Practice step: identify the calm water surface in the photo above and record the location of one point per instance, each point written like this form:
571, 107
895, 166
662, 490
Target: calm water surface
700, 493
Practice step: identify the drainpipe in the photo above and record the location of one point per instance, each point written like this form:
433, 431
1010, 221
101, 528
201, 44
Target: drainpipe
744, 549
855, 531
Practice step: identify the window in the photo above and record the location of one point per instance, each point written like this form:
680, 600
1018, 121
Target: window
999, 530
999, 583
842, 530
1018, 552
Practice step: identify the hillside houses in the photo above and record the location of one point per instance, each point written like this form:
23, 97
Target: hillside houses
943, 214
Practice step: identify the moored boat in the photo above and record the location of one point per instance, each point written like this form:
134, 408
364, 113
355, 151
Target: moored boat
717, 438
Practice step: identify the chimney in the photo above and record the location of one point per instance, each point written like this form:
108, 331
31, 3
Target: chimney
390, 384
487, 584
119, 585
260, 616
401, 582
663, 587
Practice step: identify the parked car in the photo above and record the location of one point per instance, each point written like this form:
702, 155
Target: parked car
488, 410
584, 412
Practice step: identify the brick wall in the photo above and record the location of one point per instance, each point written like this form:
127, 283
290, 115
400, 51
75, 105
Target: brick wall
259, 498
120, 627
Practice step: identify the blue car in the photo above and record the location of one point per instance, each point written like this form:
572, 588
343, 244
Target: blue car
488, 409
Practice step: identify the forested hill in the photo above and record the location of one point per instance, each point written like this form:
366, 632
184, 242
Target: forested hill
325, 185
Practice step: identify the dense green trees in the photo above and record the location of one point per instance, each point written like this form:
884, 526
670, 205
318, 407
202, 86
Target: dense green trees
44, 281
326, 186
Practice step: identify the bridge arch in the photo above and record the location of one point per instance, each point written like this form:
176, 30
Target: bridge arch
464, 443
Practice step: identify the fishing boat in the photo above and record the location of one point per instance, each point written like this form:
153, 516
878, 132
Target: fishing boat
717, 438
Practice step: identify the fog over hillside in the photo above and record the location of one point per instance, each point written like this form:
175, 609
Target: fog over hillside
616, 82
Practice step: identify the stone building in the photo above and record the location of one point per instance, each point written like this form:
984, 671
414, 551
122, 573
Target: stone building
------------------------------
CHALLENGE: Copy every line above word for word, from the first one through the last.

CORRECT RESULT:
Practice step: identify the calm water surface in the photo above and record the location of one point per instance, each point written like this form:
571, 107
895, 166
662, 490
Target: calm water surface
700, 493
Practice step: identify the drainpipe in the photo above and record the location of one point per instance, each point written like this form:
433, 431
1010, 221
101, 528
201, 44
Target: drainpipe
744, 549
855, 531
Practice step: identify the window in the photo above and record the location of one point per instance, each point written like this form:
680, 600
1018, 121
Target: window
999, 530
999, 583
842, 530
1018, 552
Practice step: identify the hillside houses in the photo above and record the location of one point per instance, each point written like this form:
23, 97
Target: hillside houses
943, 214
Practice step: identify the moored boat in the photo above and record the location of one point per instance, each point written like this form:
134, 408
364, 113
355, 151
Target: moored boat
717, 438
Practice step: identify the chimney in the photo above and record the location of one point per instance, each point written like this form:
108, 331
31, 3
Target: chimney
390, 384
487, 584
119, 585
260, 616
401, 582
663, 587
Practice step: identify the parked car in the photo above and record the location of one point per instance, each point written like this form:
702, 155
Target: parked car
488, 410
584, 412
Practice step: identify the brick wall in the photo above and record the location of one point per instance, each point written like this form:
127, 283
290, 115
400, 51
75, 105
Target: brick wall
259, 498
120, 627
Practice step: identify the blue car in the photo above and record the location of one point per instance, each point written like this form:
572, 588
343, 244
Target: blue car
488, 409
Practice step: identify the forested hill in the photo above and record the location of one point per instance, each point written like this form:
366, 632
184, 242
Target: forested hill
325, 185
Practice step: identify the dense green trees in the photo above and record the location of one point per instance, each point written like this form:
884, 526
670, 205
318, 407
202, 86
Target: dense green trees
44, 281
326, 186
Practice step: identify the bridge arch in the photo above and record the location of one point per instance, each point written like this form:
176, 30
Target: bridge arch
464, 443
Practice step: identify the fishing boat in the photo above and record the location of one point per instance, each point written like this form:
153, 516
878, 132
Target: fishing boat
717, 438
Practice step: identify the fog over hillside in the photo above and record the location of one point per instance, each point written like this form:
175, 609
Target: fog over hillside
616, 82
Practice step: identify the stone building in the photo above and record the location of one point per instance, each point written like this form:
984, 671
414, 551
122, 573
Target: stone building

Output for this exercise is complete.